** GIVEN INSTRUCTION **
As a JSON list of strings, give every line from the one containing "of the dark" through the last line of the items, both ends included, one string per line and blank lines left out.

** Data taken from a collection **

%%

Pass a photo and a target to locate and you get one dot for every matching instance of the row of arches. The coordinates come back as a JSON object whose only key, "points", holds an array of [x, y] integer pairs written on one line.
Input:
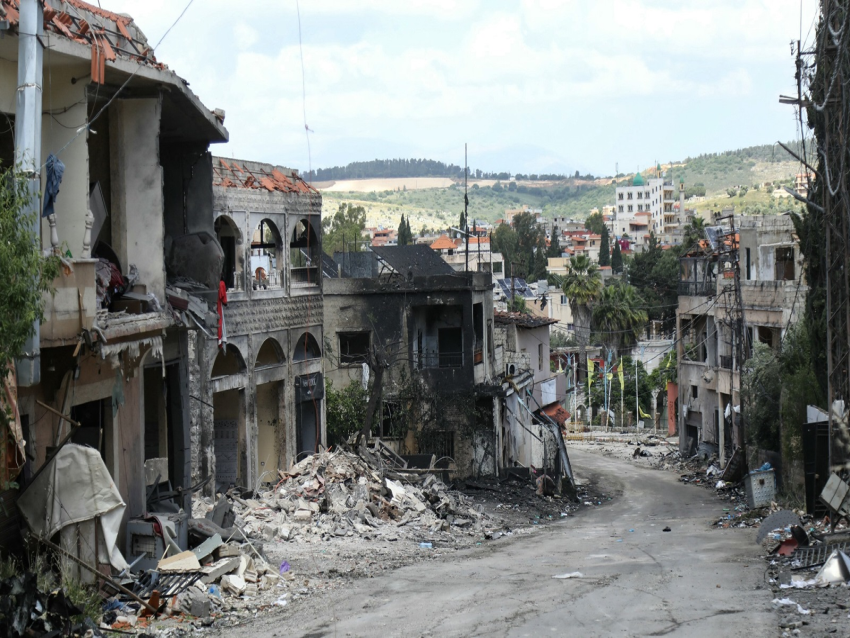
{"points": [[266, 261], [230, 361]]}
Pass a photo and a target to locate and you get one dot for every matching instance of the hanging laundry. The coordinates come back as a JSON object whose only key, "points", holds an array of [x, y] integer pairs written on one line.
{"points": [[55, 170], [222, 302]]}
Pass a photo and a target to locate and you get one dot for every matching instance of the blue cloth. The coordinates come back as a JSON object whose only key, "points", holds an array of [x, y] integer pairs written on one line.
{"points": [[55, 171]]}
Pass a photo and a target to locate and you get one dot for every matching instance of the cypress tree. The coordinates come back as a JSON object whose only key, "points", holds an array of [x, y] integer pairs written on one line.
{"points": [[604, 248], [616, 258]]}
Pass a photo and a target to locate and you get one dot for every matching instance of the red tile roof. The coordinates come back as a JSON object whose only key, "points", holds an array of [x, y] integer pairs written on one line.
{"points": [[109, 34], [230, 174], [443, 243]]}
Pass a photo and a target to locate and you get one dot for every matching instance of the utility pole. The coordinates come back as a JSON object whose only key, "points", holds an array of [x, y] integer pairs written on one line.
{"points": [[466, 204], [28, 152]]}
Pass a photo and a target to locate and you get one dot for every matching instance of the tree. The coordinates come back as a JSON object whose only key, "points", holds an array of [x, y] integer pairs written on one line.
{"points": [[346, 410], [540, 261], [582, 285], [343, 231], [617, 315], [693, 234], [617, 258], [27, 274], [595, 223], [604, 249], [504, 240], [554, 249], [405, 236]]}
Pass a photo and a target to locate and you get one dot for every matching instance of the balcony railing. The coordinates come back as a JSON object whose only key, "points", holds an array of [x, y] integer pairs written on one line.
{"points": [[303, 277], [438, 360], [696, 288]]}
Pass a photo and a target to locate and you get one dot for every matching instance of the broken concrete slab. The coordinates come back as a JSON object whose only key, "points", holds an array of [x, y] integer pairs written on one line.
{"points": [[183, 562], [207, 547], [219, 568]]}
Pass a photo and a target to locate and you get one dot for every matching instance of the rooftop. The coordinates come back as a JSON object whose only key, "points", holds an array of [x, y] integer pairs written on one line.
{"points": [[522, 320], [243, 174], [443, 243], [416, 260]]}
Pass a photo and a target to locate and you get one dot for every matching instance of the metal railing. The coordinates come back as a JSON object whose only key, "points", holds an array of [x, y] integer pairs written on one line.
{"points": [[696, 288], [303, 277], [438, 359]]}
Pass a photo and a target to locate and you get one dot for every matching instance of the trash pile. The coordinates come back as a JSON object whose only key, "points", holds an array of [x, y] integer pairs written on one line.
{"points": [[25, 610]]}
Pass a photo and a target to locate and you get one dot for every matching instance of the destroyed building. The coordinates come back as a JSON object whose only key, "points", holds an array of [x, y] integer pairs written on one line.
{"points": [[531, 394], [135, 197], [259, 405], [434, 328], [773, 294]]}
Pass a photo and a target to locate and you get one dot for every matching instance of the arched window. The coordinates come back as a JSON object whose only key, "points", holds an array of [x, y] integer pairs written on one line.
{"points": [[266, 254], [306, 348], [230, 238], [228, 361], [270, 354], [304, 255]]}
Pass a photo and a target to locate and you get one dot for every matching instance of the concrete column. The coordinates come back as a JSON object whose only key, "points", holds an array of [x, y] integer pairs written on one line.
{"points": [[137, 197]]}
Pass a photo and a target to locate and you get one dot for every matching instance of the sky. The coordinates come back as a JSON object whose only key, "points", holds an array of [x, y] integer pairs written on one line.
{"points": [[533, 86]]}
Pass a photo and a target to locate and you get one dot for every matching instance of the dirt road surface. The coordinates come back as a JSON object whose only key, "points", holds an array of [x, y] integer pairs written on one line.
{"points": [[636, 579]]}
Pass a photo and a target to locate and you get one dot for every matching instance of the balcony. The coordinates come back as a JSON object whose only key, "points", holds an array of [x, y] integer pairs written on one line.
{"points": [[438, 360], [696, 288], [304, 277]]}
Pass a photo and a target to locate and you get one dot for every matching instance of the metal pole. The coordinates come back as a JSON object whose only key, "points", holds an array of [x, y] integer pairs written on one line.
{"points": [[28, 152]]}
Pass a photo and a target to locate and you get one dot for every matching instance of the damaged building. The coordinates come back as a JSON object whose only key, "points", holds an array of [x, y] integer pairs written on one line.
{"points": [[531, 395], [433, 328], [258, 389], [109, 367], [773, 294]]}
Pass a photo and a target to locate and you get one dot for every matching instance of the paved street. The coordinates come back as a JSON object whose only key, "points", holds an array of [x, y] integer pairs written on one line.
{"points": [[692, 581]]}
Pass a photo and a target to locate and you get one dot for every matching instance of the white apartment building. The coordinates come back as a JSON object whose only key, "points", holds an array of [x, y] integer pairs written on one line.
{"points": [[659, 198]]}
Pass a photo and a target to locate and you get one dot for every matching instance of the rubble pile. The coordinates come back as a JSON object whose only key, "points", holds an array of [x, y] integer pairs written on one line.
{"points": [[337, 494]]}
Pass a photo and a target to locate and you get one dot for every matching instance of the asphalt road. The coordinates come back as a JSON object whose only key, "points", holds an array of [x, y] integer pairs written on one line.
{"points": [[691, 581]]}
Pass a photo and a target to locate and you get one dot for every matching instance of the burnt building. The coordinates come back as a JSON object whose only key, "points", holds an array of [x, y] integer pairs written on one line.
{"points": [[433, 328]]}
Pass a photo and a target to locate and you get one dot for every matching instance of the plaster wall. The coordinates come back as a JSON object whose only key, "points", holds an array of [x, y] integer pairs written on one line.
{"points": [[138, 231]]}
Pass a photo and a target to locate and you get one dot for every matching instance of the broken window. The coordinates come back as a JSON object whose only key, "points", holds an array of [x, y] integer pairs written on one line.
{"points": [[784, 264], [228, 236], [392, 421], [769, 336], [450, 347], [440, 443], [478, 327], [306, 348], [304, 255], [353, 347], [266, 251]]}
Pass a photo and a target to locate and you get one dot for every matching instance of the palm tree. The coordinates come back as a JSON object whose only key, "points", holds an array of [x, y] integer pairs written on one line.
{"points": [[617, 316], [582, 285]]}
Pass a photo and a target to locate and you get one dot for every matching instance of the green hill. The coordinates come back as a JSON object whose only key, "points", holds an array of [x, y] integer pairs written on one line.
{"points": [[438, 208]]}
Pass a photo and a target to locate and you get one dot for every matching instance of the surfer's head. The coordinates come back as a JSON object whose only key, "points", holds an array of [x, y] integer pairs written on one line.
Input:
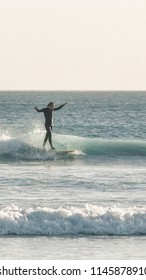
{"points": [[51, 105]]}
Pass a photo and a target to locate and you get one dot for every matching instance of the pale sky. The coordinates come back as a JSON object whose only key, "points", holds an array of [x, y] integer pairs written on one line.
{"points": [[72, 44]]}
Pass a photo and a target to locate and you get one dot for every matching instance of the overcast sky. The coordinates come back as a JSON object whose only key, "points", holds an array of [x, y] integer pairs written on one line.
{"points": [[73, 44]]}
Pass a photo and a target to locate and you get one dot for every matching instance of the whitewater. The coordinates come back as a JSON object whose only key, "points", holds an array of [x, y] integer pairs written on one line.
{"points": [[89, 203]]}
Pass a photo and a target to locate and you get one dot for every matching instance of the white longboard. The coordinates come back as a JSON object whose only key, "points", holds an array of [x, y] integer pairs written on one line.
{"points": [[64, 152]]}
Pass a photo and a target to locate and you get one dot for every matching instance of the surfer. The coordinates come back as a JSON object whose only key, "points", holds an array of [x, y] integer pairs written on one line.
{"points": [[49, 120]]}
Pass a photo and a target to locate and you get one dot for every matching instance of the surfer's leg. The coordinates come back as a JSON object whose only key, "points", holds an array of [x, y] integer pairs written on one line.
{"points": [[46, 138], [49, 131]]}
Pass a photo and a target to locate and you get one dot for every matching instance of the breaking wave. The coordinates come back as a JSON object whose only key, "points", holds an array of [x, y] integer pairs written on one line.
{"points": [[88, 220], [28, 148]]}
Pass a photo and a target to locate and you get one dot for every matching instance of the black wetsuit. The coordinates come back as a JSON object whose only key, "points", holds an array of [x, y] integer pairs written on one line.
{"points": [[48, 122]]}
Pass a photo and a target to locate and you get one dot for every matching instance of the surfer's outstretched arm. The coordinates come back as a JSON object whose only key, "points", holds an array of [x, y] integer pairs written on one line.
{"points": [[58, 108], [38, 110]]}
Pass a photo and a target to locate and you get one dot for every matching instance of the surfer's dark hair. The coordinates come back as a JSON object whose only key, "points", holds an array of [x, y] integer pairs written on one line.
{"points": [[50, 104]]}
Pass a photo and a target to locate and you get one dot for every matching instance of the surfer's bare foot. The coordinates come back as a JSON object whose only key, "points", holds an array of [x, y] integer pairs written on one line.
{"points": [[52, 148]]}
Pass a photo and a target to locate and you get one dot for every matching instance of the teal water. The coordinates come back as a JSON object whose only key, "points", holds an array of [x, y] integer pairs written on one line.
{"points": [[97, 192]]}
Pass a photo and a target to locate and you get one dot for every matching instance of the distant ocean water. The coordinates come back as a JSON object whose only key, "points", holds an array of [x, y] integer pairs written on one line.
{"points": [[87, 204]]}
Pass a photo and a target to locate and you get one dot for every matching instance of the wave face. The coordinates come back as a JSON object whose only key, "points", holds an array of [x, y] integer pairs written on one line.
{"points": [[26, 149], [90, 220]]}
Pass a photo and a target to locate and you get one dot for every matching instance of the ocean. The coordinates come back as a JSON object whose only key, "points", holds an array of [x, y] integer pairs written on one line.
{"points": [[86, 204]]}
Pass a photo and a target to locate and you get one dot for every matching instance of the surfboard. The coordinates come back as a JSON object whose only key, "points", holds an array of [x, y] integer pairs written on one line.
{"points": [[64, 152]]}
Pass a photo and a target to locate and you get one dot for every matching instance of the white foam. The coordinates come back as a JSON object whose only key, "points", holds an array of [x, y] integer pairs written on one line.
{"points": [[88, 220]]}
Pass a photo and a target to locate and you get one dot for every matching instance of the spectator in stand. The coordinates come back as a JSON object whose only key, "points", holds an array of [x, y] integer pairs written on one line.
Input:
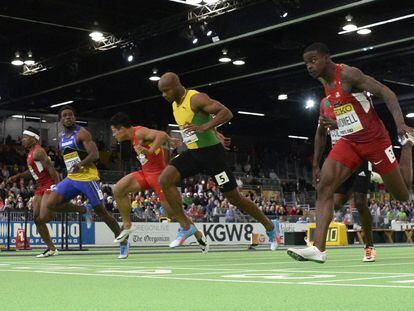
{"points": [[109, 204]]}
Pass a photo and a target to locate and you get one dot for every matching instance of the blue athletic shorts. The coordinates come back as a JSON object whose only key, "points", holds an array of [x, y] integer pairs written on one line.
{"points": [[69, 189]]}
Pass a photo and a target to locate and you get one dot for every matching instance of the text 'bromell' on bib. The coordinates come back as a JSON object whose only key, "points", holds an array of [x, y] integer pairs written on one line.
{"points": [[188, 137], [347, 119], [71, 159]]}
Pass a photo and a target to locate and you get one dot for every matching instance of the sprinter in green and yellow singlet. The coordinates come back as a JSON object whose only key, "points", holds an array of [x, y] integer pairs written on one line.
{"points": [[198, 116]]}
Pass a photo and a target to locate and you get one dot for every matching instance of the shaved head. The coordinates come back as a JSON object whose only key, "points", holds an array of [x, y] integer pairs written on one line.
{"points": [[170, 86], [169, 79]]}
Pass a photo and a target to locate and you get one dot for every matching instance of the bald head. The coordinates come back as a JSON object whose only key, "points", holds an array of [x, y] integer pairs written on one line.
{"points": [[169, 79], [170, 86]]}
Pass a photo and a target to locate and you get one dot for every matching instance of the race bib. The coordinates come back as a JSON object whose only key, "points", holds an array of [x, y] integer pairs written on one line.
{"points": [[142, 158], [334, 136], [71, 159], [347, 119], [33, 173], [189, 137]]}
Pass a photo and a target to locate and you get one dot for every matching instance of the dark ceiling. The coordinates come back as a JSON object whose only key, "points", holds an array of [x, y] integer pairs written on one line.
{"points": [[102, 82]]}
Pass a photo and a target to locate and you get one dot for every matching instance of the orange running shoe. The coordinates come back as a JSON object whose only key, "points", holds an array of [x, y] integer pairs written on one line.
{"points": [[369, 254]]}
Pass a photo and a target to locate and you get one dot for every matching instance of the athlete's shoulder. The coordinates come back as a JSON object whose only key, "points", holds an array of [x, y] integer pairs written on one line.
{"points": [[349, 73]]}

%%

** RESULT OF THIS TASK **
[
  "Pass a photo and a target to locate and you get one dot for every matching instance of the dark ceiling. The coordinates come back as a JSON object whose only key, \"points\", holds an array of [x, y] integer pairs written on one line.",
  "{\"points\": [[102, 82]]}",
  "Pass a photo and a target to locate and you get one dot for every matching instance of the orange running shoe. The coordinates come back as a JSON object whose only key, \"points\", holds an array of [x, y] integer pairs written on one line.",
  "{\"points\": [[369, 254]]}",
  "Pass a photo and a target to locate and you get one dot for every matching instance of the athlete's shoulder. The coordinates come back as a JSON object whose only key, \"points\", holds an array of [x, y] integer pairs written on one line.",
  "{\"points\": [[349, 73]]}"
]